Consignes
**1.** Dressez la liste des actrices dont le nom figure entre parenthèses dans la critique du film.
**2.** Renvoyez tel quel le passage de la critique du film qui s'ouvre sur les mots contenant « La reine souffre, la » et se ferme sur « Magistral et tranchant. ».

Extrait du document
Karoo saute à pieds joints dans le XVIII e siècle avec ce film de Yorgos Lanthimos. Jeux de séduction, tir aux pigeons et féroce humour noir au menu !
La reine souffre, la reine hurle, la reine dévore… la reine est malade et triste ; autour d’elle la cour s’agite, les envieux guettent les grâces et les disgrâces que sa favorite distribue au gré de ses intérêts. Vraie détentrice du pouvoir, elle murmure, dirige, manipule et gouverne, plus majestueuse que sa Majesté. Sa domination satisfaite est bouleversée quand l’une de ses parentes éloignées détourne les faveurs royales.
Yorgos Lanthimos a joué gros avec son dernier film. Exploration de l’histoire monarchique anglaise, reconstitution costumée confinant au maniérisme, tragi-comédie mordant au sang… il fallait un sacré courage ou une folle inconscience pour se lancer dans ce périlleux projet, surtout après les réactions mitigées suscitées par sa précédente réalisation, la Mise à mort du cerf sacré . Le résultat ? Magistral et tranchant.
Tout tourne autour d’un triangle mordoré : Anne Stuart (Olivia Colman), reine d’Angleterre, dépressive et prématurément grabataire ; Sarah Churchill (Rachel Weisz), première courtisane et amie d’enfance de la reine, foudroyante d’intelligence ; et Abigail Masham (Emma Stone), cousine de Sarah, noble déclassée devenue cul-terreuse, prête à tout pour survivre. Triangle amoureux aussi : Anne et Sarah sont amantes, et Abigail comprend vite ce qu’elle a à gagner des orgasmes couronnés.

[Enregistrements de données sur l'emplacement d'objets]
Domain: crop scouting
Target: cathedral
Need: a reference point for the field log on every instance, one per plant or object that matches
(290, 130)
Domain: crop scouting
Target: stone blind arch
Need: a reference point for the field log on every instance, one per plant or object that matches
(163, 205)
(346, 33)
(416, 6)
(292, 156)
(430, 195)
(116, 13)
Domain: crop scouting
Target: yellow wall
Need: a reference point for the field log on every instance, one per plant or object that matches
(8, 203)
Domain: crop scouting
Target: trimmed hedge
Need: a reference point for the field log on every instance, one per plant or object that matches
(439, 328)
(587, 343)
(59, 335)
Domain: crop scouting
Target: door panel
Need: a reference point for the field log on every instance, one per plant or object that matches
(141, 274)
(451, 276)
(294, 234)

Réponses
**1.** Olivia Colman, Rachel Weisz, Emma Stone

**2.**
La reine souffre, la reine hurle, la reine dévore… la reine est malade et triste ; autour d’elle la cour s’agite, les envieux guettent les grâces et les disgrâces que sa favorite distribue au gré de ses intérêts. Vraie détentrice du pouvoir, elle murmure, dirige, manipule et gouverne, plus majestueuse que sa Majesté. Sa domination satisfaite est bouleversée quand l’une de ses parentes éloignées détourne les faveurs royales.
Yorgos Lanthimos a joué gros avec son dernier film. Exploration de l’histoire monarchique anglaise, reconstitution costumée confinant au maniérisme, tragi-comédie mordant au sang… il fallait un sacré courage ou une folle inconscience pour se lancer dans ce périlleux projet, surtout après les réactions mitigées suscitées par sa précédente réalisation, la Mise à mort du cerf sacré . Le résultat ? Magistral et tranchant.